Kopi TIMES

KBBI sebagai Produk Hukum

Senin, 06 September 2021 - 16:00 | 98.63k
A.P. Edi Atmaja, Mahasiswa Universitas Indonesia, alumnus Universitas Diponegoro.
A.P. Edi Atmaja, Mahasiswa Universitas Indonesia, alumnus Universitas Diponegoro.

TIMESINDONESIA, SEMARANG – Ada hal yang cukup menggelitik dari esai Iqbal Aji Daryono, pesohor Facebook dengan pengikut lima puluh ribu akun dan kolumnis sejumlah media massa. Dalam esai berjudul “Berbahasa dalam Lingkup Khusus”, Iqbal antara lain menulis, “Biarkan bahasa berkembang secara alami sebagai produk budaya yang hidup, bukan cuma sebagai produk peraturan.”

Esai kesebelas dari total 77 esai yang terhimpun dalam buku Berbahasa Indonesia dengan Logis dan Gembira: Renungan dan Candaan (2019) itu menjelaskan pengalaman Iqbal saat diminta untuk menyunting tulisan kawannya, seorang bankir yang sekaligus pencinta bahasa Indonesia. Sang kawan merasa gundah saat hendak memilih diksi antara “marketing” ataukah “pemasaran” dan “branding” ataukah “penjenamaan”.

Iqbal pun menyarankan agar sang kawan memberikan keterangan di awal tulisan bahwa dalam bahasa Indonesia marketing berpadanan dengan pemasaran dan branding berpadanan dengan penjenamaan. Pada kalimat-kalimat selanjutnya, marketing dan branding saja yang dimunculkan. Menurut Iqbal, hal itu dilakukan karena lingkup tulisan itu terbatas, yakni pelaku perbankan, dunia pemasaran, dan korporasi, serta demi terselenggaranya komunikasi yang efektif. Begitulah saran Iqbal kepada kawannya itu sehingga muncullah “sabda” di bagian akhir esainya sebagaimana dikutip bagian awal tulisan ini.

**Bagian Data**
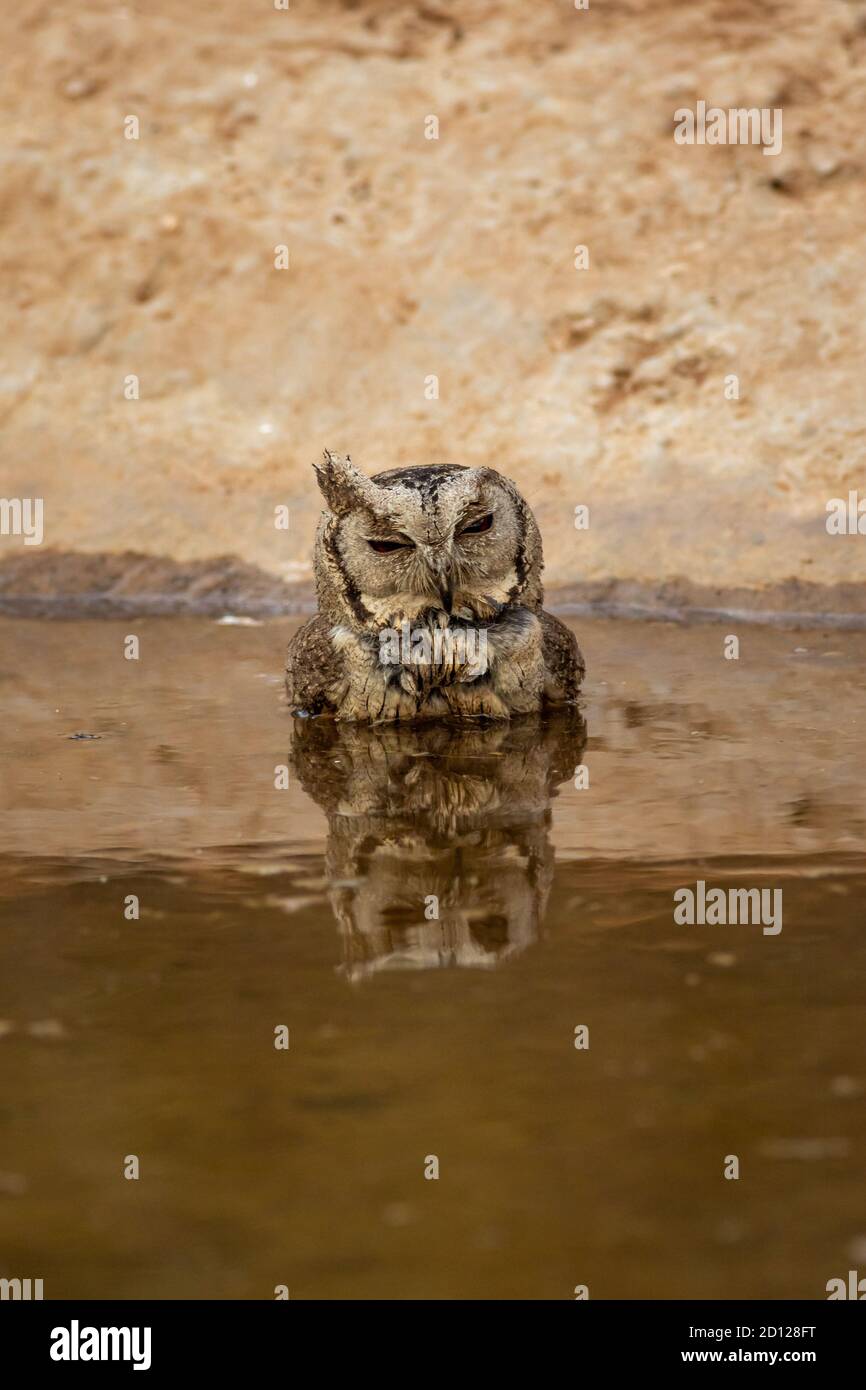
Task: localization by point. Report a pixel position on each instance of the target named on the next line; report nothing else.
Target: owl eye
(477, 527)
(385, 546)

**Latihan Singkat**
Apakah pernyataan (a), (b), dan (c) sesuai dengan teks bacaan? Jawab ya atau tidak untuk masing-masing, lalu kutip kata-kata dari teks yang menjadi dasarnya.
(a) Esai Iqbal di buku itu adalah esai kesebelas dari 77 esai.
(b) Kawan yang meminta Iqbal menyunting tulisannya adalah seorang dosen.
(c) Iqbal menyarankan agar kata "pemasaran" dipakai di semua kalimat sesudah keterangan di awal tulisan.
Data ini tidak ada hubungannya dengan teks bacaan.

**Jawaban Lengkap**
(a) Ya: "Esai kesebelas dari total 77 esai yang terhimpun dalam buku Berbahasa Indonesia dengan Logis dan Gembira: Renungan dan Candaan (2019)"
(b) Tidak: "seorang bankir yang sekaligus pencinta bahasa Indonesia"
(c) Tidak: "Pada kalimat-kalimat selanjutnya, marketing dan branding saja yang dimunculkan."